Reproduce every one of the entries below word for word, keeping each line unchanged and in its original order.

↓

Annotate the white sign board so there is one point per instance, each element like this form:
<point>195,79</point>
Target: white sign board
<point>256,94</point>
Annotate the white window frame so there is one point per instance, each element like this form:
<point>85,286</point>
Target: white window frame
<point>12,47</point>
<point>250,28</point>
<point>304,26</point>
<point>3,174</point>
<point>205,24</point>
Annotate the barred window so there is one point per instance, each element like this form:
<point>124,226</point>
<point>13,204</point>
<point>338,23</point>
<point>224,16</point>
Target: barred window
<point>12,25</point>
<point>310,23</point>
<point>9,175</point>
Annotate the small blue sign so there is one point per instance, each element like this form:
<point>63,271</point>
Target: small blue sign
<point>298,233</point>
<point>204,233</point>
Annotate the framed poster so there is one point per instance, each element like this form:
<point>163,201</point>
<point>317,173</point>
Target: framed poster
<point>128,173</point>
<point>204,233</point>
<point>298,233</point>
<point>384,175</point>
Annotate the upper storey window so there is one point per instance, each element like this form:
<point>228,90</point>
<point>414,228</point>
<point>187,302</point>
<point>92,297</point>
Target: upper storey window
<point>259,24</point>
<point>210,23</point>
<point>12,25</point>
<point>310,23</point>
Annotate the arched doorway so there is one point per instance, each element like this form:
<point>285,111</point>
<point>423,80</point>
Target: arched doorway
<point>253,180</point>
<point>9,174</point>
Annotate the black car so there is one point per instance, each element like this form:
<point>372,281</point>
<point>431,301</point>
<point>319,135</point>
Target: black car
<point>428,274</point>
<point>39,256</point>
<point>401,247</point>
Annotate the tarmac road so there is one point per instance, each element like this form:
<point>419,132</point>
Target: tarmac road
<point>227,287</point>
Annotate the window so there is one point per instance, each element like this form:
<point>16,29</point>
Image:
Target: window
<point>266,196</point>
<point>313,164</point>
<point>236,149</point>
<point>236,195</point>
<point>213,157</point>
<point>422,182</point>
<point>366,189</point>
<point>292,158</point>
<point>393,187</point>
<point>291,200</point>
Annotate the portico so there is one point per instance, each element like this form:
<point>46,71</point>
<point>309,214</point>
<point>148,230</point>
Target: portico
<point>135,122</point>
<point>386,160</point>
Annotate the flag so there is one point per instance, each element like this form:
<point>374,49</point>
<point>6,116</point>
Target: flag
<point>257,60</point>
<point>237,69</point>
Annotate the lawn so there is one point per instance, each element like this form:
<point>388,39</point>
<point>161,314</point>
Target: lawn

↑

=== Task result ===
Annotate the white sign board so there is one point per instance, each element like this form:
<point>195,79</point>
Target: white sign board
<point>256,94</point>
Annotate the white window frame so there is one point per instance, each element like this form:
<point>85,286</point>
Target: white window frame
<point>12,47</point>
<point>250,28</point>
<point>304,26</point>
<point>3,174</point>
<point>205,24</point>
Annotate the barred window so there is one point per instance, each element like this form:
<point>124,226</point>
<point>13,204</point>
<point>338,23</point>
<point>224,16</point>
Target: barred window
<point>12,25</point>
<point>310,23</point>
<point>9,175</point>
Annotate the small blue sign so there is one point per instance, each element like this form:
<point>63,271</point>
Target: small blue sign
<point>298,233</point>
<point>204,233</point>
Annotate the framed poster so there is one point per instance, each element like this form:
<point>163,201</point>
<point>317,173</point>
Target: framed poster
<point>128,173</point>
<point>204,233</point>
<point>298,233</point>
<point>384,175</point>
Annotate the upper storey window so there is one point per instance, each element like this form:
<point>228,90</point>
<point>414,228</point>
<point>187,302</point>
<point>92,297</point>
Target: upper storey window
<point>259,24</point>
<point>210,23</point>
<point>12,25</point>
<point>310,23</point>
Annotate the arched doorway so there is one point per instance, each element like this form:
<point>285,111</point>
<point>423,80</point>
Target: arched doorway
<point>253,180</point>
<point>9,174</point>
Annotate the black car so there is one point per instance, each element like this form:
<point>372,281</point>
<point>431,301</point>
<point>319,135</point>
Target: black car
<point>428,274</point>
<point>39,256</point>
<point>401,247</point>
Annotate the tarmac road so there is one point per instance, each element like this form:
<point>419,132</point>
Target: tarmac road
<point>227,287</point>
Annotate the window so there is one point per instance, each element like this form:
<point>16,29</point>
Image:
Target: window
<point>266,196</point>
<point>313,164</point>
<point>236,149</point>
<point>236,195</point>
<point>213,157</point>
<point>422,182</point>
<point>366,189</point>
<point>292,158</point>
<point>393,187</point>
<point>291,200</point>
Annotate the portico so there is one point per instance, each element like this form:
<point>46,71</point>
<point>309,214</point>
<point>148,230</point>
Target: portico
<point>135,122</point>
<point>386,160</point>
Annotate the flag so there is one point per instance, each element like this form:
<point>374,49</point>
<point>6,116</point>
Target: flag
<point>257,60</point>
<point>237,69</point>
Annotate the lawn so there is one point per instance, each element like this form:
<point>388,39</point>
<point>161,314</point>
Target: lawn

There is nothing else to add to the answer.